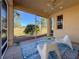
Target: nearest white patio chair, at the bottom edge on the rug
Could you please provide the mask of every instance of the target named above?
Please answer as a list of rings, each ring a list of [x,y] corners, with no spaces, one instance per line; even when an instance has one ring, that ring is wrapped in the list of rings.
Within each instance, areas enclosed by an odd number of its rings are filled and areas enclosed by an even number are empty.
[[[59,51],[57,44],[55,42],[53,42],[51,44],[45,43],[43,46],[38,45],[37,49],[38,49],[38,52],[41,56],[41,59],[48,59],[48,53],[50,51],[55,51],[58,59],[61,59],[60,51]]]

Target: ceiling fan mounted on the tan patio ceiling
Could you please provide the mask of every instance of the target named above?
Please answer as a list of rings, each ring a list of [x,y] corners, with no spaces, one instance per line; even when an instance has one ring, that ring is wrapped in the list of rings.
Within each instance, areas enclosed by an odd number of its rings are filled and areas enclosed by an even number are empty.
[[[62,2],[58,2],[57,0],[50,0],[50,3],[47,4],[47,7],[45,8],[44,12],[51,12],[56,8],[62,9]]]

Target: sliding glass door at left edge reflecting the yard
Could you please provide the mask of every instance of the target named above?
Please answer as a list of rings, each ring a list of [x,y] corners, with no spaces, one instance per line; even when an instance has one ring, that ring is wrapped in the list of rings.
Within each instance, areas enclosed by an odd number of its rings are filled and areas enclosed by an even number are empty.
[[[7,4],[2,0],[1,7],[1,39],[2,39],[2,57],[7,49]]]

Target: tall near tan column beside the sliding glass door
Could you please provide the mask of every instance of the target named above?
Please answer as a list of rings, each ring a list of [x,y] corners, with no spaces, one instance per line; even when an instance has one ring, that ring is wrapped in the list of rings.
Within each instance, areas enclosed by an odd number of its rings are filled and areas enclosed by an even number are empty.
[[[7,0],[8,4],[8,47],[13,46],[13,0]]]

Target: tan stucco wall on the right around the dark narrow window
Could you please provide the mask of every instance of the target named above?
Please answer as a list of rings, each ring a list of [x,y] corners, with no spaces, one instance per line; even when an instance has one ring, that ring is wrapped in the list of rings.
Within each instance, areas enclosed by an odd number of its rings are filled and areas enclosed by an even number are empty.
[[[63,29],[57,29],[57,16],[63,14]],[[54,36],[56,38],[64,37],[68,34],[70,39],[79,43],[79,5],[59,11],[52,15],[55,19]]]

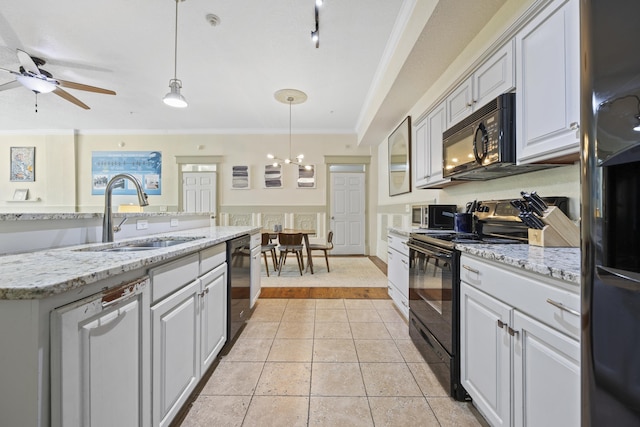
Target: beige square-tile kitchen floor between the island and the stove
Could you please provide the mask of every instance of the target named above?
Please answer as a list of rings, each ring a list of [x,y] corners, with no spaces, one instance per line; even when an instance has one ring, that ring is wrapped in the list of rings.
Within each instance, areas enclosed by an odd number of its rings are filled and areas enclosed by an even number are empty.
[[[486,426],[391,300],[260,299],[182,426]]]

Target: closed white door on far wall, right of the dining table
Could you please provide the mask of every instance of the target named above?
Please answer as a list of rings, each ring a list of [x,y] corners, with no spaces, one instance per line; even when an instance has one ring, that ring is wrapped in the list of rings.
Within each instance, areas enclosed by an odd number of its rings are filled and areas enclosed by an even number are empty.
[[[333,253],[364,255],[364,173],[331,174]]]

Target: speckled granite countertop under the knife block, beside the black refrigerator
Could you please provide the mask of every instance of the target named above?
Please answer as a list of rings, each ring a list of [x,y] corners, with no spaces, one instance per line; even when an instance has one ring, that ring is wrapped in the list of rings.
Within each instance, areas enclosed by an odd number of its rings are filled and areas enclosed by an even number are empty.
[[[543,248],[527,244],[456,244],[456,249],[480,258],[580,285],[580,248]]]

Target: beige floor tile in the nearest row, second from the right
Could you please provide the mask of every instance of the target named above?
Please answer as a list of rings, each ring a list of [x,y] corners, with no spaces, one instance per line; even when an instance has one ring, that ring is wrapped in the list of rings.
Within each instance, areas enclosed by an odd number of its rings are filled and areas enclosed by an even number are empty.
[[[369,397],[376,427],[439,427],[424,397]]]

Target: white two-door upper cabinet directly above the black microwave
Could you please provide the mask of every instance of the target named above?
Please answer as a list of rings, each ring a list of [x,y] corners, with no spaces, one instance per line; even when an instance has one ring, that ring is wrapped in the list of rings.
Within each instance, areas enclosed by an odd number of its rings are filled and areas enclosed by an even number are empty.
[[[509,41],[447,97],[446,128],[514,87],[513,41]]]

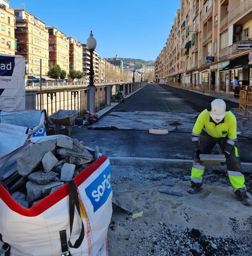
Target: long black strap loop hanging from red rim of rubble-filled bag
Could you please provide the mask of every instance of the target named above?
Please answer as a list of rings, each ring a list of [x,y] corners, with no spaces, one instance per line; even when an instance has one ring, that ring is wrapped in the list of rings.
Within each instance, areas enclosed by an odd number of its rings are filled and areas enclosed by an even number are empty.
[[[68,182],[68,187],[69,187],[69,215],[70,215],[70,237],[68,240],[68,245],[70,248],[79,248],[81,245],[84,236],[85,236],[85,229],[84,229],[84,224],[83,221],[81,220],[81,232],[79,234],[79,238],[75,241],[74,245],[72,245],[70,239],[71,239],[71,234],[72,234],[72,225],[74,223],[74,209],[76,206],[76,209],[78,211],[79,217],[81,219],[81,212],[79,209],[79,199],[78,199],[78,192],[74,183],[74,180],[70,180]]]

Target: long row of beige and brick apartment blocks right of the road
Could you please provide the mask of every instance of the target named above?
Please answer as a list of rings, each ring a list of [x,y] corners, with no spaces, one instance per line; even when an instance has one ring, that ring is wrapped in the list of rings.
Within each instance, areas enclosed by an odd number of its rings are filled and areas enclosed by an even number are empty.
[[[252,85],[250,50],[237,42],[252,40],[252,1],[181,0],[164,48],[155,61],[155,78],[185,83]],[[163,70],[163,72],[161,72]]]

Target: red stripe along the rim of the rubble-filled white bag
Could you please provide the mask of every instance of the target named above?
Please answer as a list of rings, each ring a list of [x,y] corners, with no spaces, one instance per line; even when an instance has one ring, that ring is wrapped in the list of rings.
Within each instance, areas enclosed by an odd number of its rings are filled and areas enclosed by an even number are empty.
[[[90,166],[86,167],[81,171],[78,175],[74,177],[74,182],[76,187],[81,185],[94,171],[96,171],[105,161],[107,160],[106,156],[101,156],[94,163],[90,164]],[[5,204],[16,213],[19,213],[23,216],[27,217],[35,217],[48,208],[52,207],[54,204],[62,200],[69,194],[68,184],[63,185],[59,189],[57,189],[52,194],[48,195],[44,199],[41,199],[40,202],[35,204],[35,206],[27,209],[21,206],[18,202],[16,202],[10,193],[0,184],[0,198],[5,202]]]

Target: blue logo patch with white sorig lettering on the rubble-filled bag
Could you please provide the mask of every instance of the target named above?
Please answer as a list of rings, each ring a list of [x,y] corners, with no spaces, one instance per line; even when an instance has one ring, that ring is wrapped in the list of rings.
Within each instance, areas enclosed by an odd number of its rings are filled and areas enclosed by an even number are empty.
[[[110,183],[111,166],[107,168],[85,189],[86,195],[93,204],[94,213],[107,201],[112,186]]]

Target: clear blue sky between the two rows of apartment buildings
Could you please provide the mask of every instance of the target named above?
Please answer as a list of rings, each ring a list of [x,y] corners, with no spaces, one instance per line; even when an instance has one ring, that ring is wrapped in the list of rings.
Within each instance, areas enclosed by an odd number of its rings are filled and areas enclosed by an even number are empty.
[[[180,0],[9,0],[47,25],[86,43],[90,30],[100,57],[154,61],[171,30]]]

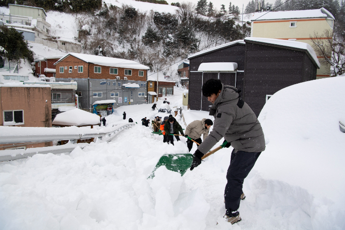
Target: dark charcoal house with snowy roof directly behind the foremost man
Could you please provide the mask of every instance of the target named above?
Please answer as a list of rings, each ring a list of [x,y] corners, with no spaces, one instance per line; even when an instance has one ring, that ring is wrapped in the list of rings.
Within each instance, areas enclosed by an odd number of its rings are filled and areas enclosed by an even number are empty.
[[[316,79],[320,63],[307,43],[246,37],[194,53],[190,60],[190,109],[208,111],[211,103],[202,96],[208,79],[242,89],[243,100],[258,116],[278,90]]]

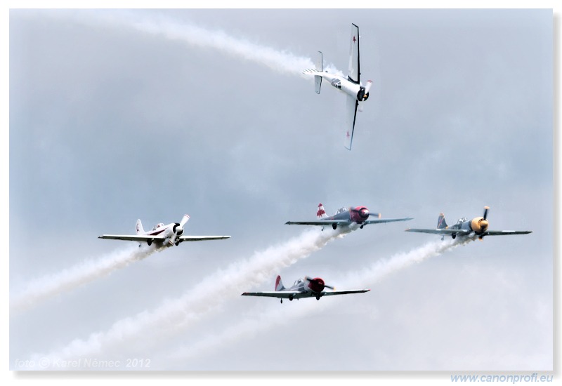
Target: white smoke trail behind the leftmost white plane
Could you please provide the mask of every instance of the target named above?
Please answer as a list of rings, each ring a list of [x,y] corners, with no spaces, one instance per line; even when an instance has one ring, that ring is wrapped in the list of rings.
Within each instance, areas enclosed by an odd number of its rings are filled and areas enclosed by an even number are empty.
[[[138,248],[138,246],[134,246],[98,260],[86,260],[57,274],[35,279],[27,284],[25,290],[10,300],[10,311],[27,310],[38,302],[105,277],[116,269],[126,267],[133,261],[146,258],[155,251],[157,249],[153,247],[143,246]]]

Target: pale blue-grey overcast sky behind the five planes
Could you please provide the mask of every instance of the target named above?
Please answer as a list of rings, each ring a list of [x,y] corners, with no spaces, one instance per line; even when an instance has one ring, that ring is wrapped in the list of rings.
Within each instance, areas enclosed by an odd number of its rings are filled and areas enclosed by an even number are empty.
[[[317,95],[299,66],[320,50],[346,73],[352,22],[373,87],[349,152],[345,95]],[[85,261],[137,253],[97,239],[137,218],[188,213],[188,234],[232,238],[11,310],[10,368],[551,370],[552,34],[552,12],[528,9],[11,11],[11,305]],[[313,220],[319,202],[414,220],[292,251],[320,229],[285,222]],[[483,206],[490,229],[533,233],[415,262],[440,239],[405,227]],[[371,291],[240,296],[276,274]]]

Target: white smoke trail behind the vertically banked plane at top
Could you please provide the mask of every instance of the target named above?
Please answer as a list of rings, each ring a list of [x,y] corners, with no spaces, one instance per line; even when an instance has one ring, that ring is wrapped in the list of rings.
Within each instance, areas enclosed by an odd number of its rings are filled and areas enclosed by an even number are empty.
[[[256,62],[281,74],[299,75],[313,80],[313,76],[302,74],[303,69],[314,68],[311,58],[294,55],[287,51],[279,51],[268,46],[253,43],[248,39],[231,36],[220,30],[205,29],[185,21],[175,20],[166,15],[140,11],[58,11],[54,17],[63,15],[83,24],[107,25],[136,29],[145,34],[162,36],[171,41],[182,41],[185,44],[202,49],[214,49],[233,55],[243,60]],[[332,74],[343,75],[334,65],[325,69]]]

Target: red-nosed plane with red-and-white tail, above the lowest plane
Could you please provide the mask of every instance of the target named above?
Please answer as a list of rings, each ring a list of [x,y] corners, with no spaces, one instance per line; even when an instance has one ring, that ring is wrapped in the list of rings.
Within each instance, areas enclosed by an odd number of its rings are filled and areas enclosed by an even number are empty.
[[[380,224],[381,222],[396,222],[412,220],[412,217],[403,218],[381,218],[381,213],[372,213],[366,206],[349,206],[342,207],[332,216],[326,215],[322,203],[318,204],[316,212],[318,220],[315,221],[287,221],[285,225],[319,225],[321,227],[332,225],[333,229],[337,227],[359,227],[362,229],[368,224]],[[370,219],[370,217],[376,217]],[[323,228],[322,228],[323,229]]]

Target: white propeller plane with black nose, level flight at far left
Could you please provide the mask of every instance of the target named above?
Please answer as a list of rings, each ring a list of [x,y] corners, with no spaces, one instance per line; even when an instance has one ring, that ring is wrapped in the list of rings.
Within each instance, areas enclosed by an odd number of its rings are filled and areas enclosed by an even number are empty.
[[[180,222],[172,222],[171,224],[164,225],[159,222],[152,230],[145,232],[141,220],[136,220],[136,234],[103,234],[98,239],[111,239],[111,240],[126,240],[145,242],[149,246],[152,243],[158,248],[166,246],[179,245],[183,241],[204,241],[204,240],[222,240],[229,239],[230,236],[184,236],[183,226],[188,222],[189,216],[183,215]],[[139,244],[141,246],[141,244]]]

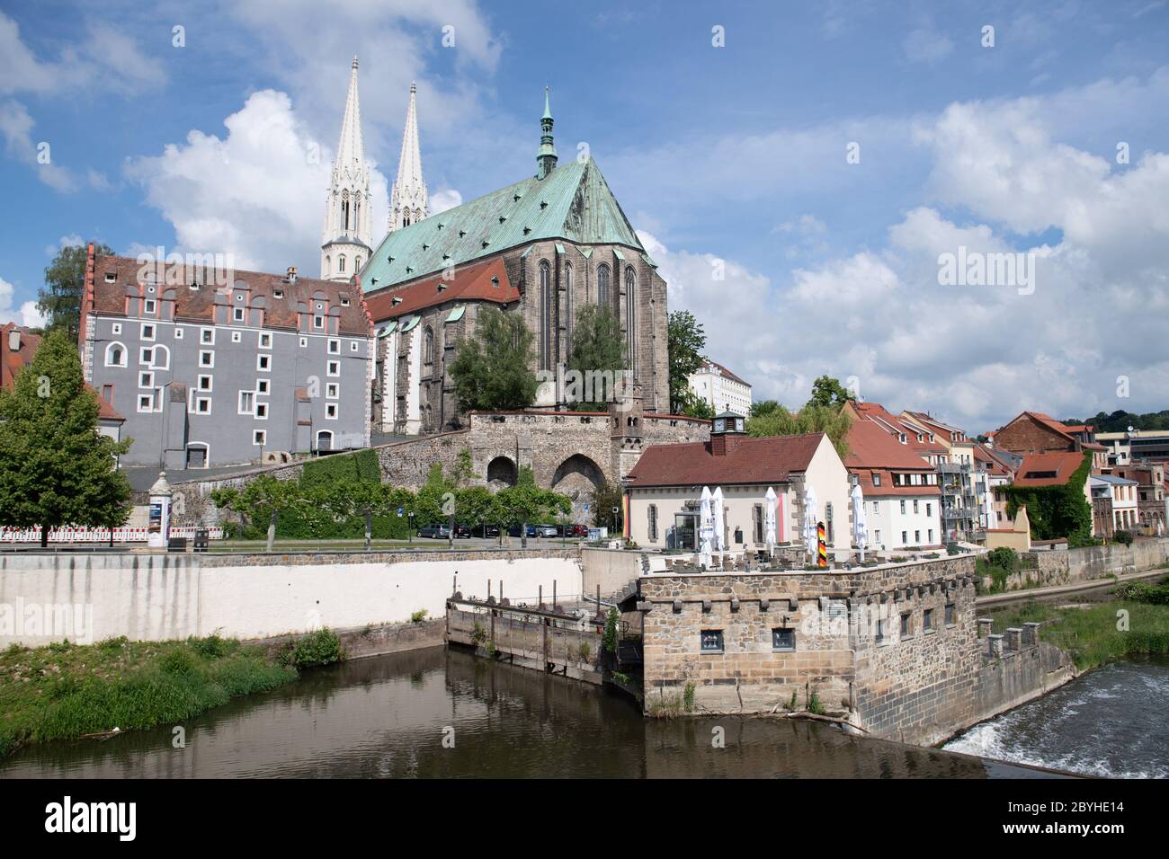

---+---

_Exercise prompt_. Wherever a line in the records contains the word "sliding", copy that line.

_Response_.
Target: sliding glass door at left edge reflecting the yard
Target: tall near tan column beside the sliding glass door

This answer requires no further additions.